* **Directions**: Copy the items below exactly, from the line containing "of the priest" through the end of the items.

* **Position annotation items**:
● ● ● ●

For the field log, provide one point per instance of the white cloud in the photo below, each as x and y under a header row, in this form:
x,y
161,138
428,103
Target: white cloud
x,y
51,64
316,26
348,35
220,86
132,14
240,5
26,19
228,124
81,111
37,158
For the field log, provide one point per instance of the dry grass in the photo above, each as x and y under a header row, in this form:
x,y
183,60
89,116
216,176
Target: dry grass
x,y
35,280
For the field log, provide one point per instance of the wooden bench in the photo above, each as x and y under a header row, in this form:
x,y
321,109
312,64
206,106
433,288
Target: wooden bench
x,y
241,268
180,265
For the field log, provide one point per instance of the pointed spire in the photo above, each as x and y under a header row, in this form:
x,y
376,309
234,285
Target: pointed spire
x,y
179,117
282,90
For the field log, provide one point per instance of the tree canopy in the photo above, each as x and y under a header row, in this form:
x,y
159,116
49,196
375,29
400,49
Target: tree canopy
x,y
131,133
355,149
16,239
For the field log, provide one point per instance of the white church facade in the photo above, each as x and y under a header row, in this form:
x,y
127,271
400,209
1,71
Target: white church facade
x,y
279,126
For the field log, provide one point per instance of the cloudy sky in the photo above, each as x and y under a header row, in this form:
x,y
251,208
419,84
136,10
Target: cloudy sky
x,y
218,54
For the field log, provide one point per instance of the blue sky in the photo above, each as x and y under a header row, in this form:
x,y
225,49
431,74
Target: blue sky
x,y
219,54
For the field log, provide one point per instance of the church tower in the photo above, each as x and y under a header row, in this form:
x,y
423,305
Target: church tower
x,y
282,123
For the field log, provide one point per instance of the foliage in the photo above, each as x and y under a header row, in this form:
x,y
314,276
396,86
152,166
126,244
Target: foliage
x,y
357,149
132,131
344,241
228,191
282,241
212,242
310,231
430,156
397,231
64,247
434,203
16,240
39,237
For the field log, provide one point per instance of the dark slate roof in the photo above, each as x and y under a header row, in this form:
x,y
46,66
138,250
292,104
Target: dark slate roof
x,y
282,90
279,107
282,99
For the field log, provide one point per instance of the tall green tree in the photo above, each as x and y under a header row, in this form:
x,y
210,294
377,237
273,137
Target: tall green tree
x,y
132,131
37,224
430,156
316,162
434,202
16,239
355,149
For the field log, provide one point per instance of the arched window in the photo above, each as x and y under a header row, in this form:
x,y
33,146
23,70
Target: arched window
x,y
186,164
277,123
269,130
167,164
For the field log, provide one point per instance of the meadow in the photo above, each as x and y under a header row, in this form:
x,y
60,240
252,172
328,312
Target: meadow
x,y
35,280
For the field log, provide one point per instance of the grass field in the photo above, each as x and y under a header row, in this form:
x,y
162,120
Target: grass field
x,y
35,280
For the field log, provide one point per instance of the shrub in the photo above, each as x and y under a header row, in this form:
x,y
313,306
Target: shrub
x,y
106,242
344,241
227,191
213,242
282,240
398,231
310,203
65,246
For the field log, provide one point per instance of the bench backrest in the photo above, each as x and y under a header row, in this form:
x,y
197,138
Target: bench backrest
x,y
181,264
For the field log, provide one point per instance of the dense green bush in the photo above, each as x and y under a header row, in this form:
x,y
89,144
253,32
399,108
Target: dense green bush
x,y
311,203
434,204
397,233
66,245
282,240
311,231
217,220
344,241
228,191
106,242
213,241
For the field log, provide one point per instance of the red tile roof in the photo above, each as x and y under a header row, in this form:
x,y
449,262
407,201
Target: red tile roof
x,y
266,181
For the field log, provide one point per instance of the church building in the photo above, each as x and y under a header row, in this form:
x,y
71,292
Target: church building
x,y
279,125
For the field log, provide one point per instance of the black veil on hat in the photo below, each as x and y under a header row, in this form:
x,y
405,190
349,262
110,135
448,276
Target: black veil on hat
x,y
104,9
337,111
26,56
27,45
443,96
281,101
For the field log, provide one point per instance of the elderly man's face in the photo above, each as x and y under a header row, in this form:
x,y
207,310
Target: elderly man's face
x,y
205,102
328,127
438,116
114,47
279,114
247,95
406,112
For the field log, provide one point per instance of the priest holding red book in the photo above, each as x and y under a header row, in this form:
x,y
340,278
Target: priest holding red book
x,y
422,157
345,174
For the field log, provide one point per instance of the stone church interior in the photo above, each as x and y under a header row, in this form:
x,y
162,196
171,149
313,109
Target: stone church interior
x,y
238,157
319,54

● ● ● ●

* **Result**:
For the field log, provide one point per instance of the priest holding red book in the photo above, each as x and y under a header row, in this form:
x,y
340,278
Target: priest holding red book
x,y
422,157
345,174
For the field log, provide one point per instance of the stone church interior in the photo above, each as x and y under a header row, in this form:
x,y
162,196
171,149
313,109
Target: stone church interior
x,y
238,157
319,54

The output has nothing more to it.